BEGIN Supplied data
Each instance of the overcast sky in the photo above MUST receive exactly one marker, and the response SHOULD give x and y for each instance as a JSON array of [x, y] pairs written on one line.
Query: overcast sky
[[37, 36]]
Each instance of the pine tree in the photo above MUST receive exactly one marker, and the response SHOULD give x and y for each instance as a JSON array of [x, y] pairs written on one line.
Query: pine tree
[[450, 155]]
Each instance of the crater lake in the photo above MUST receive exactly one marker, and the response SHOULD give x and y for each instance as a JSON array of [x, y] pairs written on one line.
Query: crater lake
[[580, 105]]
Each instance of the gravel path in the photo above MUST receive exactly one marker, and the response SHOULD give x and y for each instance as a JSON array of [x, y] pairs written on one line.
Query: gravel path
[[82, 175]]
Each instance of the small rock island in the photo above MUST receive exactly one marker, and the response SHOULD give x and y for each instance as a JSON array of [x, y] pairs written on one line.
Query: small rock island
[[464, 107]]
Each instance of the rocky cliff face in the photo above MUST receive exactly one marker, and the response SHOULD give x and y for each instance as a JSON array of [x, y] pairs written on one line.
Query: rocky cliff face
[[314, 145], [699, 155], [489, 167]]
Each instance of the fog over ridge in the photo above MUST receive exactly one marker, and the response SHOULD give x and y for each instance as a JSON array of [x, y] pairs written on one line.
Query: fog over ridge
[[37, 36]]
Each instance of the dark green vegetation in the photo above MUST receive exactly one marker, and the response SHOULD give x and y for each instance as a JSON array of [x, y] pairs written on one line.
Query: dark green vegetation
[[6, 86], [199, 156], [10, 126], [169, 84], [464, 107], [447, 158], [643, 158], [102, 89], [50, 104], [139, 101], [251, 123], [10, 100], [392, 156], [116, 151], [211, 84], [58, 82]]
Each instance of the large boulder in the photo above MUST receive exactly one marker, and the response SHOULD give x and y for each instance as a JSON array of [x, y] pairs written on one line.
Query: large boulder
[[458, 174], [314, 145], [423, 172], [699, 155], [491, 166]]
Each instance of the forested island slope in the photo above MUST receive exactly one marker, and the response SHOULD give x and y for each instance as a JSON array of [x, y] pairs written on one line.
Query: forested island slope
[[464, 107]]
END Supplied data
Reproduce every one of the records above word for word, from the first line to the last.

Each instance of the overcast sky in the photo above MUST receive exactly one marker, and the response SHOULD give x and y for each instance as a JSON array of [x, y] pairs written on one line.
Query: overcast sky
[[37, 36]]
Each instance of the pine tree in the photo above MUST receive exactly one marker, and the response SHOULD give x and y for each instance as a JSON array of [x, y] pairs written on one line.
Query: pine tree
[[450, 155]]
Each instance of the crater lake in the photo above MUST receive exactly one marker, and the response SHOULD give x and y for each instance as a JSON array of [x, y] pairs written on one line.
Query: crater lake
[[580, 105]]
Each instance of the gravel path in the photo above MUST receive exactly one marker, and the response SHOULD give x and y for each instance as a JSON array of [x, y] pairs written on one line.
Query: gravel path
[[82, 175]]
Each instance of the small rock island in the photo above MUST receive exactly one marker, and the response SHOULD give x and y for each instance as a JSON array of [x, y] pairs written on one line.
Query: small rock island
[[464, 107]]
Each instance of the rocky cliff face in the photo above MUST receive exactly one marker, and the response SHOULD give x and y for each instance as a JSON array of [x, y] pairs written on one line.
Query: rocky cliff face
[[314, 145], [699, 155], [489, 167]]
Each instance of the fog over ridge in the photo above MUST receive exactly one marker, and the response SHOULD give x and y for each instance as a JSON array of [x, y] pairs written on one line.
Query: fog over ridge
[[37, 36]]
Each instance of the dark green vegetation in the photo above MUST receive exactly one marker, and the response SHOULD give x and y for each instance as a JSON array of [x, y] pairs written on one line.
Query: dark green vegetation
[[6, 86], [199, 156], [10, 126], [169, 84], [464, 107], [447, 158], [643, 158], [102, 89], [50, 104], [139, 101], [251, 123], [10, 100], [392, 156], [116, 151], [211, 84], [58, 82]]
Each instance of the large boulder in the photo above MUST receive exactly one marker, and the response SHOULD give x and y for each instance as a JSON array of [x, y] pairs written on one line.
Query: large boulder
[[458, 174], [314, 145], [423, 172], [699, 155], [491, 166]]
Each instance of the forested island slope in the photo above MUST receive exactly one marker, and the response SHOULD give x and y for each instance as a JSON array of [x, y] pairs written on one line.
Query: forested island slope
[[464, 107]]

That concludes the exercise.